▸ **What is being asked**:
All lines after the one containing "Each instance of the man with" are needed, along with that line itself. Please repeat them exactly through the end of the entries.

[Stored entries]

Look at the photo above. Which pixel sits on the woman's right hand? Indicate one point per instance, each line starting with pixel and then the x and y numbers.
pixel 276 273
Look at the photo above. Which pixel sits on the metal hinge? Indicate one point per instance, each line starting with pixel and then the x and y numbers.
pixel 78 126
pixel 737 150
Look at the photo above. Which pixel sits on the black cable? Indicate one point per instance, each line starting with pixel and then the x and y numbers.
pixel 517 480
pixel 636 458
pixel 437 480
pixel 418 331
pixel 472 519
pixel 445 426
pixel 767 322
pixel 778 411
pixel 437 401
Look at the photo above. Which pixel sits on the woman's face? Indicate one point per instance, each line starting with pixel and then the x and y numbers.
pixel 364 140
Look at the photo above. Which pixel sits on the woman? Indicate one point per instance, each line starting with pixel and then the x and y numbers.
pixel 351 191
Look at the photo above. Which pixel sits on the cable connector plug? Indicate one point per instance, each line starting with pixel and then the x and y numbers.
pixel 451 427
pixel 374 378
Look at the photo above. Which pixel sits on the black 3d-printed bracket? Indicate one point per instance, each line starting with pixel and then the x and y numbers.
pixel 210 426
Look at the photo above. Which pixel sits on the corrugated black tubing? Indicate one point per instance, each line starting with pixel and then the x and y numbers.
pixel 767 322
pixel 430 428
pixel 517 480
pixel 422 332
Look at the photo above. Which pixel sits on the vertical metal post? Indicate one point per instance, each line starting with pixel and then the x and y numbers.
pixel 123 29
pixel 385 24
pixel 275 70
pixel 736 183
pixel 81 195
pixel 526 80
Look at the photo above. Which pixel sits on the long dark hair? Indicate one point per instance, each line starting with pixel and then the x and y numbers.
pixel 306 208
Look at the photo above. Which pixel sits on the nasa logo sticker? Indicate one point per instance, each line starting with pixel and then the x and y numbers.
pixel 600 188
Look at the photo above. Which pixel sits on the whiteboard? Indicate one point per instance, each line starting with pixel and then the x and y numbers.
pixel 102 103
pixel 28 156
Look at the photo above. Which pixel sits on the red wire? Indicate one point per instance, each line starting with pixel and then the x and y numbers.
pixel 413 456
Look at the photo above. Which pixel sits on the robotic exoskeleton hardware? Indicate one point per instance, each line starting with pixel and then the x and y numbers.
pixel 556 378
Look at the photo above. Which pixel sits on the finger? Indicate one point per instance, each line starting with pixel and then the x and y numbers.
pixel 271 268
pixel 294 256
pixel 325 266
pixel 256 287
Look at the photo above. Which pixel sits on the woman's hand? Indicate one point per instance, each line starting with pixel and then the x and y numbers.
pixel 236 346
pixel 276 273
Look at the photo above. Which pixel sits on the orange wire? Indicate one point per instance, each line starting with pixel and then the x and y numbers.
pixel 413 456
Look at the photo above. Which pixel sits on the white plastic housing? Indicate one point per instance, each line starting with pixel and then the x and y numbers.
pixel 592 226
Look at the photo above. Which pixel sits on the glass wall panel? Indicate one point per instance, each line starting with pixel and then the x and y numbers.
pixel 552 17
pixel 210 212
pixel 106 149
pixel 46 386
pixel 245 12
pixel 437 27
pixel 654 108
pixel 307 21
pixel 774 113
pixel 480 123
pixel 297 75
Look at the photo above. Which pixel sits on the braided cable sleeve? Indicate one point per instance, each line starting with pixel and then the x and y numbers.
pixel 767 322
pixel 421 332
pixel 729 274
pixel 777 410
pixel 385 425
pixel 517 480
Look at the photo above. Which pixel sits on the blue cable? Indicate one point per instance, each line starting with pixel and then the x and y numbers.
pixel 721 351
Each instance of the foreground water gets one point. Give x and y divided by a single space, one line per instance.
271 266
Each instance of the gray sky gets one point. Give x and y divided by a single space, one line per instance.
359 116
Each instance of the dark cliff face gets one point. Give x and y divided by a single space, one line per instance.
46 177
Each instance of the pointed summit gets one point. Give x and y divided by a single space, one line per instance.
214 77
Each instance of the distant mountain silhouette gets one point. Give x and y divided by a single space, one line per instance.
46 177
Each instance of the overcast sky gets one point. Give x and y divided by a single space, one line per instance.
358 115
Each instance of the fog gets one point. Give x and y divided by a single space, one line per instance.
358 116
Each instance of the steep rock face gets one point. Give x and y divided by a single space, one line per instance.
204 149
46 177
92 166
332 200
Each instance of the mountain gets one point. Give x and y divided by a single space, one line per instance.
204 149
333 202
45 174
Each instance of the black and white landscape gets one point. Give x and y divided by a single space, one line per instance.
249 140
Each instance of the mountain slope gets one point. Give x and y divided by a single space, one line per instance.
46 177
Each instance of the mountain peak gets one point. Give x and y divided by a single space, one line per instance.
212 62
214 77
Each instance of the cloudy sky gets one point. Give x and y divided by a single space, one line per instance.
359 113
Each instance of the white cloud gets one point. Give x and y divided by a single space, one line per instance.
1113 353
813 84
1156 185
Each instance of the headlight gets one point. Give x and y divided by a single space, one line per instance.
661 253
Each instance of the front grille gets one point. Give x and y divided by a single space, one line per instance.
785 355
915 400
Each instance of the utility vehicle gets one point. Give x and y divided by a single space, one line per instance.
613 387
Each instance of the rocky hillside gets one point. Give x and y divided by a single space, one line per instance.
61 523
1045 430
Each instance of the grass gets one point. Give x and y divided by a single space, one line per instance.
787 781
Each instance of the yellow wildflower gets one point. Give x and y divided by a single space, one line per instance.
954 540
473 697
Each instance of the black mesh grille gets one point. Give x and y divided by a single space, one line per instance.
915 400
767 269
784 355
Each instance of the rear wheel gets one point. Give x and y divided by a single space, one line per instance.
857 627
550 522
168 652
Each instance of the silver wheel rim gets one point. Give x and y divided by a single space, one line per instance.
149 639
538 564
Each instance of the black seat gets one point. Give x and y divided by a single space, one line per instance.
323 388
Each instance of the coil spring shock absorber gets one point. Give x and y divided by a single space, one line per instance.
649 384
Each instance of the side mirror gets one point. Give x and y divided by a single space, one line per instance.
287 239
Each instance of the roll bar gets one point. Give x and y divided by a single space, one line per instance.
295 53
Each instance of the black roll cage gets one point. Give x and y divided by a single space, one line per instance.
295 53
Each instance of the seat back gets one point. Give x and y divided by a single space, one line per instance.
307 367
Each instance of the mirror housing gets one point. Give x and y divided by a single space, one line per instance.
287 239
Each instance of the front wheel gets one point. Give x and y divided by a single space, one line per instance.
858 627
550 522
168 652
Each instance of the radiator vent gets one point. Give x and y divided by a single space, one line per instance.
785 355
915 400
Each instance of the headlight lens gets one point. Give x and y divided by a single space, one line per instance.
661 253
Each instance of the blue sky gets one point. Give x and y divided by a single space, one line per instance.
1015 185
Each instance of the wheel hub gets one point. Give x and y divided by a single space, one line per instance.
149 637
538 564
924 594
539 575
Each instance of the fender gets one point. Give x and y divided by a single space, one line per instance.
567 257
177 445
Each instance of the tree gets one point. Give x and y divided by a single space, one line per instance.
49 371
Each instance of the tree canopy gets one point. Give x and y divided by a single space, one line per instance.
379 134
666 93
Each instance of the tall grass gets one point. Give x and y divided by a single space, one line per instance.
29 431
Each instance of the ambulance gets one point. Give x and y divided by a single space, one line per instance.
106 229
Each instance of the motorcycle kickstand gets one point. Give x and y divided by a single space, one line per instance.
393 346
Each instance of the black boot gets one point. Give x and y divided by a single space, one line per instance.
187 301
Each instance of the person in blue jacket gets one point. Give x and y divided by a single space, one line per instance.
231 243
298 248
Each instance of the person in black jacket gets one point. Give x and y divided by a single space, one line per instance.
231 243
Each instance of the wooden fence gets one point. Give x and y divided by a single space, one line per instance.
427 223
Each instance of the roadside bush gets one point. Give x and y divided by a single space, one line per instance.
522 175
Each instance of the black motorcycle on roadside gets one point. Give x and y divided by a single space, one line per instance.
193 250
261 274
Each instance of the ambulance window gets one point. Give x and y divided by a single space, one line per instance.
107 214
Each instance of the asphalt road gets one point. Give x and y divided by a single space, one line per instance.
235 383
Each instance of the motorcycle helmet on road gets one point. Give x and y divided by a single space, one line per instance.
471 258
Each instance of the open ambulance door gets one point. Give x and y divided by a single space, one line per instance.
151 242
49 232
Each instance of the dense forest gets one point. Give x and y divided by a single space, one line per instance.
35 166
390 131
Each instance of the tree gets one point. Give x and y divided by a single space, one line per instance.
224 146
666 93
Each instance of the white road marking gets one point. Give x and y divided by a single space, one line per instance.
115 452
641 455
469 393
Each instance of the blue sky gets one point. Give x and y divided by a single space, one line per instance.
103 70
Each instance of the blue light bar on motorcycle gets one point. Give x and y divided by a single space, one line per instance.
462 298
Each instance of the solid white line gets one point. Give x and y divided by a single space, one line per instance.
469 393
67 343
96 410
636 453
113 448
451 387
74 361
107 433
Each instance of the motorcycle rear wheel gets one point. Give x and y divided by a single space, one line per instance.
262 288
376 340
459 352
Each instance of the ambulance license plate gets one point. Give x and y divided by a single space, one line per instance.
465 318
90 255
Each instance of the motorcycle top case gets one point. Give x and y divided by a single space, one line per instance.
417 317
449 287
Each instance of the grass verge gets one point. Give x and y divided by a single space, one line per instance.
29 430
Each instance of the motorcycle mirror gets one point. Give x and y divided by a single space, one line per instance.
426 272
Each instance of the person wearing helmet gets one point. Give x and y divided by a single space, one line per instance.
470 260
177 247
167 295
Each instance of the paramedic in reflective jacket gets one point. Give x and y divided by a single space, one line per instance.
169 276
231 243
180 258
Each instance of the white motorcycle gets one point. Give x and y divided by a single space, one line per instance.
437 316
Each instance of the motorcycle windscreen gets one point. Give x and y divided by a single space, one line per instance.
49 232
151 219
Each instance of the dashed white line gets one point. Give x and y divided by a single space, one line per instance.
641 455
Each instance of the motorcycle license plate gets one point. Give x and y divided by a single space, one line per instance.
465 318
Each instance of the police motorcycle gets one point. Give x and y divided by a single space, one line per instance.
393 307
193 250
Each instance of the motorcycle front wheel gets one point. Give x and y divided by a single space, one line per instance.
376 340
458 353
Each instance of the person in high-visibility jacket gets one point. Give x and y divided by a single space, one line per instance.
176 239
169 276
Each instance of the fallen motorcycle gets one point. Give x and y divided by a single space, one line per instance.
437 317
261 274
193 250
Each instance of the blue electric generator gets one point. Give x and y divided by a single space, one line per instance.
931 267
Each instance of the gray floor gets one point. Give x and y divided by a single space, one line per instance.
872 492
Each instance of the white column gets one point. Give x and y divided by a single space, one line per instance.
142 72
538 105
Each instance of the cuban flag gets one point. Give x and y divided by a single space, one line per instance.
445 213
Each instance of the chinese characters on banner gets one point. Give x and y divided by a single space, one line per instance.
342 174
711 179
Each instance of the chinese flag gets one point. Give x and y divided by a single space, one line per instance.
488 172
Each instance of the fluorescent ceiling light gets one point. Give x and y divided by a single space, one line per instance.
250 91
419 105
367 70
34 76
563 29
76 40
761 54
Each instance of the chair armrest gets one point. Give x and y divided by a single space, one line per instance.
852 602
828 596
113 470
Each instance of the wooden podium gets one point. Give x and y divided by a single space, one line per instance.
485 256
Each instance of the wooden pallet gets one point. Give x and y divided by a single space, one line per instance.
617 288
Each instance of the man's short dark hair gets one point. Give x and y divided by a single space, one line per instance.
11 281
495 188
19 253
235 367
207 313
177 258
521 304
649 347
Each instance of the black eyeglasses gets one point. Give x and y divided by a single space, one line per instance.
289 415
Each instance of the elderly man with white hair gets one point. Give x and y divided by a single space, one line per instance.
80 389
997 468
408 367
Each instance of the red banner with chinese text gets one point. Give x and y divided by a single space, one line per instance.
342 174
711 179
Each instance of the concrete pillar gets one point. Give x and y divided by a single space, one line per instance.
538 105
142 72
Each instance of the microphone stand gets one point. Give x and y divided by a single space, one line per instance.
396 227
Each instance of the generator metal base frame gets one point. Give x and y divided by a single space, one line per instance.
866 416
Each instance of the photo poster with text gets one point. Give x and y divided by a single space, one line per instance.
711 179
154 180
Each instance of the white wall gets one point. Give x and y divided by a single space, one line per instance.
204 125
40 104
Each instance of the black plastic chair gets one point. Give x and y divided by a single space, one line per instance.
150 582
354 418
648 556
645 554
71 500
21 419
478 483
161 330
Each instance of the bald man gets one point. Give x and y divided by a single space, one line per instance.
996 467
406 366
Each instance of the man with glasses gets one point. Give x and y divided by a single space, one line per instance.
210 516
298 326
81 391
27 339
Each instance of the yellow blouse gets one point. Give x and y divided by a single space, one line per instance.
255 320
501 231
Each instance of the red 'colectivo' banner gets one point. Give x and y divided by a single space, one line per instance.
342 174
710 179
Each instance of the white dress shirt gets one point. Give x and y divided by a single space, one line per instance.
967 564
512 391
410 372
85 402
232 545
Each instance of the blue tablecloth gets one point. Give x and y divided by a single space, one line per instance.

▸ **Response area**:
Each instance of the man with glasses gets one point. Give x and y divided by a single space, one line per instance.
210 516
298 326
81 391
27 339
Each instance of the yellow blouse gets one point. Give x and y divided by a single space, one line per instance.
255 320
501 231
Each instance of the red 'colectivo' banner gets one point. Give x and y divided by a single space, one line per instance.
342 174
710 179
Each instance of the white dress shirt gets one point. Give x and y divided by a single space, one line per instance.
967 564
512 391
410 372
85 402
232 545
Each instance of the blue tablecloth gets one point. Give x and y divided by a single space, one line per instance.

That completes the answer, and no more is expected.